Exercise goal
All lines from the line containing "Guideline: one keypoint per instance of the leaf" up to and including the last line of the listing below should be echoed exactly; no other lines belong in the response.

Data
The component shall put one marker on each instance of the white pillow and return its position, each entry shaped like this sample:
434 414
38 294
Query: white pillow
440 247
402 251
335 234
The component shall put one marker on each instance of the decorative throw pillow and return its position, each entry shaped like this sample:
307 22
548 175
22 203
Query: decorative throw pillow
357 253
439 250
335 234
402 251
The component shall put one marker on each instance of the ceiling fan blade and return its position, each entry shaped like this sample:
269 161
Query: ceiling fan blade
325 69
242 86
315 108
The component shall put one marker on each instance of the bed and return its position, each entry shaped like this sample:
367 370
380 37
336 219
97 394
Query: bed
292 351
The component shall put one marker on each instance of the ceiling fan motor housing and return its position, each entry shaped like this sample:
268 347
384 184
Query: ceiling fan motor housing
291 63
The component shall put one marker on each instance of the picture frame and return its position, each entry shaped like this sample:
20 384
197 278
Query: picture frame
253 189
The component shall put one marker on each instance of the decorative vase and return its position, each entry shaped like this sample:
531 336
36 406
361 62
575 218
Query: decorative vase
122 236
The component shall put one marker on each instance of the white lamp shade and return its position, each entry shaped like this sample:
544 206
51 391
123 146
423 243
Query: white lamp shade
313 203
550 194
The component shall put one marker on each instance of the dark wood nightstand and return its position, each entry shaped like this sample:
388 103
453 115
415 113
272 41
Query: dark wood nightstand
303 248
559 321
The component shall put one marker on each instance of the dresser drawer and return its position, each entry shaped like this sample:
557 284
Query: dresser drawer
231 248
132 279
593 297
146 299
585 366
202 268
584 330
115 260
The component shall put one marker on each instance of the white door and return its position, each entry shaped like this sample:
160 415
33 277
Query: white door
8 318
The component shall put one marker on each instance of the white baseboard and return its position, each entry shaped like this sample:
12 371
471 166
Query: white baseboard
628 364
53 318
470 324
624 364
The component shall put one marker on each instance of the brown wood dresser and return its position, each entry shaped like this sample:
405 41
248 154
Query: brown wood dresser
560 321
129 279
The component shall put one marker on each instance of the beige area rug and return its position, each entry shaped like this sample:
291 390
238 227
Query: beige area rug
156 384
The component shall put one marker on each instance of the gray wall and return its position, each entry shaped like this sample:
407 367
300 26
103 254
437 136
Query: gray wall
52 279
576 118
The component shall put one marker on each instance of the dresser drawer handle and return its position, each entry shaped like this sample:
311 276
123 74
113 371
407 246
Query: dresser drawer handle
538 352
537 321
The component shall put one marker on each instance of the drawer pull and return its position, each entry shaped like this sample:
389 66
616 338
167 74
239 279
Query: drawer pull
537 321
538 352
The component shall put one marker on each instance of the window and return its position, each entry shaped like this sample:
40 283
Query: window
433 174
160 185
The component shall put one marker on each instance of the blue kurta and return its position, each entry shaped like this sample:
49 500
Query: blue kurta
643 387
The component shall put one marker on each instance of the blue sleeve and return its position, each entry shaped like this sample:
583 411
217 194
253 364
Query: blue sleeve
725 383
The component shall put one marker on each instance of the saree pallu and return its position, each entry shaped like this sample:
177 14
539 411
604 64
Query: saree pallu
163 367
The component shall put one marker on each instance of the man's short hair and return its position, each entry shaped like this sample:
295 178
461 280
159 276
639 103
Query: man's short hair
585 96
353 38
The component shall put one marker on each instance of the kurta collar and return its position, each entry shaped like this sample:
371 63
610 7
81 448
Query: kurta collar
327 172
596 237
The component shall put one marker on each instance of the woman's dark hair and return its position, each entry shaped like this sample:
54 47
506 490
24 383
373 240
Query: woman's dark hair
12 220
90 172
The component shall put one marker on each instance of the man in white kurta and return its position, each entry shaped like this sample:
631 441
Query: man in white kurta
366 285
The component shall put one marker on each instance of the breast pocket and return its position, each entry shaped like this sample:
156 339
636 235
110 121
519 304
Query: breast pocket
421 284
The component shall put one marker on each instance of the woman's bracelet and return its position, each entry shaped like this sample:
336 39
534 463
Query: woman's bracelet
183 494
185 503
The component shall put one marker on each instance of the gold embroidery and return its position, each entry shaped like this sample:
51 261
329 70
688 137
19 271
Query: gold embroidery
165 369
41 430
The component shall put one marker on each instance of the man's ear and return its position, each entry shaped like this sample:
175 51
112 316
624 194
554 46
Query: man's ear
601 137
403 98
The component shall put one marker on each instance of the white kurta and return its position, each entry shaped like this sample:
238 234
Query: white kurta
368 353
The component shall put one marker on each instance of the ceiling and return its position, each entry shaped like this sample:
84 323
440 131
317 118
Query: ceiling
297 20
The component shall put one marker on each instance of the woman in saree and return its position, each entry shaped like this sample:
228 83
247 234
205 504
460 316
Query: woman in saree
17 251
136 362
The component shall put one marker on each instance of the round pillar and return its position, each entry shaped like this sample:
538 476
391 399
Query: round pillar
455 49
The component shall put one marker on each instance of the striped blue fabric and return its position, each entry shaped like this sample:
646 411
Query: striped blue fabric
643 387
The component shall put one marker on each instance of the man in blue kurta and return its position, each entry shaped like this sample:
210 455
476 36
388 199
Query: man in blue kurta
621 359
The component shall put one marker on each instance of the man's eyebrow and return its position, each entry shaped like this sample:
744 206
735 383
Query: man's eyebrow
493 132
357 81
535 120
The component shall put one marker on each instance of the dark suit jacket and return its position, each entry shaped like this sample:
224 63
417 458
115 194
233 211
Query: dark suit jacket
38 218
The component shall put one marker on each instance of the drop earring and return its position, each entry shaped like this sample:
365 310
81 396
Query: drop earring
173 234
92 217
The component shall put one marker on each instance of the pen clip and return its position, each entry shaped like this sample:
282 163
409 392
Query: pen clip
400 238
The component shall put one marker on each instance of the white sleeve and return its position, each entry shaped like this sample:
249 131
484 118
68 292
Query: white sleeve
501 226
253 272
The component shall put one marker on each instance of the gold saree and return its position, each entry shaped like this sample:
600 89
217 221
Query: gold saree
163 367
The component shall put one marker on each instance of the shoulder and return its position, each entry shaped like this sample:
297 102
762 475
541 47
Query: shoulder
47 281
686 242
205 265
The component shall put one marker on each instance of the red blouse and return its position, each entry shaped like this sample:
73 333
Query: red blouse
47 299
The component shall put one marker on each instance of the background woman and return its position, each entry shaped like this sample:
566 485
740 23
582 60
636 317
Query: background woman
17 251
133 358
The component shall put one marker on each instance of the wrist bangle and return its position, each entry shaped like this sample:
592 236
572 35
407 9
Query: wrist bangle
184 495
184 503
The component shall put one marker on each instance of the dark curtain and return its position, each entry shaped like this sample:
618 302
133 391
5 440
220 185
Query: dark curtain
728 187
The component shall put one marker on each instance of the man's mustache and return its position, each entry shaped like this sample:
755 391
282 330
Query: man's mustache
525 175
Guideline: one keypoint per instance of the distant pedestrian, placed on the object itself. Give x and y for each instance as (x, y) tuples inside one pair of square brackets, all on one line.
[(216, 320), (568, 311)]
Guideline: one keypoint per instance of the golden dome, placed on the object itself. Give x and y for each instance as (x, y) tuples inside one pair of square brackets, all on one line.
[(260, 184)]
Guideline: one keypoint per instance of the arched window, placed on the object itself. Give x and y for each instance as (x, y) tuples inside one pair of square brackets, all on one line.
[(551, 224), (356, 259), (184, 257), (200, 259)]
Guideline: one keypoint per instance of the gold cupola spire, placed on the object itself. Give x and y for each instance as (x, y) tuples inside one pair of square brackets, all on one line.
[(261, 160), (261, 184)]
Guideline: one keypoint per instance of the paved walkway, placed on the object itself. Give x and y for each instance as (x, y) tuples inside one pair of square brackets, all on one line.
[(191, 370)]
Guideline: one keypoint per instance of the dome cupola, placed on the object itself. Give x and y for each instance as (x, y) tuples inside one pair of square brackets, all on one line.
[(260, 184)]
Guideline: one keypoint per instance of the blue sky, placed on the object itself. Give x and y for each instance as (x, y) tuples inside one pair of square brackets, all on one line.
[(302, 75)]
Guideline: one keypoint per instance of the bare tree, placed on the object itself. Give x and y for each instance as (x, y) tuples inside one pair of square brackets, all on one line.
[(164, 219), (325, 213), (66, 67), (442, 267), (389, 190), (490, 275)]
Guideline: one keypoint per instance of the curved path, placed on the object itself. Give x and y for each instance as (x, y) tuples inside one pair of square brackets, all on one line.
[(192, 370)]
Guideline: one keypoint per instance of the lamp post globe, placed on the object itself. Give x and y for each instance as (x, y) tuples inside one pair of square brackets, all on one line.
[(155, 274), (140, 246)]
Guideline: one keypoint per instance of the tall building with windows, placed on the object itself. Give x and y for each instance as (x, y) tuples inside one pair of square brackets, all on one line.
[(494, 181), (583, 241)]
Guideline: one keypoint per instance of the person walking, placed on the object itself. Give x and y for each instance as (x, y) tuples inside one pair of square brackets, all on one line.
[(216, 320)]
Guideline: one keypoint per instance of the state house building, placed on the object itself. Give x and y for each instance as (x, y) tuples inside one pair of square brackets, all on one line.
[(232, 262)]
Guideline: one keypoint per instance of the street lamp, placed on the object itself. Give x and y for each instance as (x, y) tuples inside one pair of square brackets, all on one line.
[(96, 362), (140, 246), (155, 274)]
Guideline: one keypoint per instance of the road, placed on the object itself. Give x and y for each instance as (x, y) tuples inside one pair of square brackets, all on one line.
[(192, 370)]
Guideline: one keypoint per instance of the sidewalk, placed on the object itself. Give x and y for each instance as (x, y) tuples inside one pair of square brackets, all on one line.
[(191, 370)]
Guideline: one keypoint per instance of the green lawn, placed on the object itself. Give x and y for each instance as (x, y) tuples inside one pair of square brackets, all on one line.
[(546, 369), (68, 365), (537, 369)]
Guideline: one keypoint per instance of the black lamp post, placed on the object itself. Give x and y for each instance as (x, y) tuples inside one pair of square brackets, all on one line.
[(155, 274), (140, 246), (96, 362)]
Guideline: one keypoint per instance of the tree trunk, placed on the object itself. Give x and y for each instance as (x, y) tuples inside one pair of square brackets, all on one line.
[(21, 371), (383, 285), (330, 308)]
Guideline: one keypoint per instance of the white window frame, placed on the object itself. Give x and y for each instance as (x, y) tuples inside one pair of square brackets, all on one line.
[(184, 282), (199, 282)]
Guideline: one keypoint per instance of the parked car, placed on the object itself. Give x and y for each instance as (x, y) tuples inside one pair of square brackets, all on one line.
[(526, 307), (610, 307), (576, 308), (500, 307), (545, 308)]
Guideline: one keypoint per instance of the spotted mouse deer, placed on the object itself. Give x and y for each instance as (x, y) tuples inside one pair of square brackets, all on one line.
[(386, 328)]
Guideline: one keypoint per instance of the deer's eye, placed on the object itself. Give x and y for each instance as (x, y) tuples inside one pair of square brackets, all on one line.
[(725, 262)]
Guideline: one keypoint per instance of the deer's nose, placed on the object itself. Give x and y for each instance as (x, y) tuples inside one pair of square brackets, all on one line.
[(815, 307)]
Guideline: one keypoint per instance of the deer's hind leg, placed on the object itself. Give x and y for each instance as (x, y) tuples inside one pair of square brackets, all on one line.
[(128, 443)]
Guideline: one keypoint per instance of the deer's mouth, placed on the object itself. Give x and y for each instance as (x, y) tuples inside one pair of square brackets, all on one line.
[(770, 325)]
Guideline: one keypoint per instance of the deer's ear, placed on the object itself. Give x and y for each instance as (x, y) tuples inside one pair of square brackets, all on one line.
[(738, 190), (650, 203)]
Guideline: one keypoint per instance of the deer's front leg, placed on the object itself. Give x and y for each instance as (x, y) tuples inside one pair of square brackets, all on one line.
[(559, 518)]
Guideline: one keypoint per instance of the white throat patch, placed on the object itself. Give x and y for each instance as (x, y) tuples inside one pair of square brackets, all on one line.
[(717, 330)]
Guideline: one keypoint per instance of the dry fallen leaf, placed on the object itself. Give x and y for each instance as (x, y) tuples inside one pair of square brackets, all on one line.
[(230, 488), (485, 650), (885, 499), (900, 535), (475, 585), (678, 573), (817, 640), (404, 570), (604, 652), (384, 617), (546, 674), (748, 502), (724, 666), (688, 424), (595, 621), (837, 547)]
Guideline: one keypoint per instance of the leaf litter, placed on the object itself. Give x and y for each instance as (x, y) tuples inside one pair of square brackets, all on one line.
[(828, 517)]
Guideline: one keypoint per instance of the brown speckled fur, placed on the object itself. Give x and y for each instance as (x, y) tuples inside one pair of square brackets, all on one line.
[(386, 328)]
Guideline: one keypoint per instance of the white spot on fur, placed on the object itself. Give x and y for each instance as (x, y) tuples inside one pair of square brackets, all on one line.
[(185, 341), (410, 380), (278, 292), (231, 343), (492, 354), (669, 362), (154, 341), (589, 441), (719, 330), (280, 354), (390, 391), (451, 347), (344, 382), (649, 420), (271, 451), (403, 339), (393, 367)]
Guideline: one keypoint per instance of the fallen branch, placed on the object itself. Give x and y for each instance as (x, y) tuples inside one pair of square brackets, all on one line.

Answer box
Guideline: one keypoint per instance of the leaf litter, placed on the object itself. Give x and y for each instance as (x, y) tuples inside one pair of square brackets, all on one line.
[(828, 517)]
Guideline: one keypoint per instance of the brown speckled fur, placed on the object itself. Give x and y for each instance as (x, y) tuples inside one pair of square brackets, all on one line.
[(386, 328)]
Guideline: one keypoint per instance of the white spot on fur, placed on the object itself. Give x and y for each instance as (x, y) tuples inside one pair of square brackets, all on one line.
[(185, 341), (410, 380), (278, 292), (231, 343), (492, 354), (669, 362), (154, 341), (589, 441), (719, 330), (280, 354), (390, 391), (451, 347), (344, 382), (649, 420), (271, 451), (403, 339), (393, 367)]
Guideline: one keypoint per instance of the fallen branch, placed on the object itself. Give x and y for each instance as (x, y) tuples inside one pair of square brackets, all on one line.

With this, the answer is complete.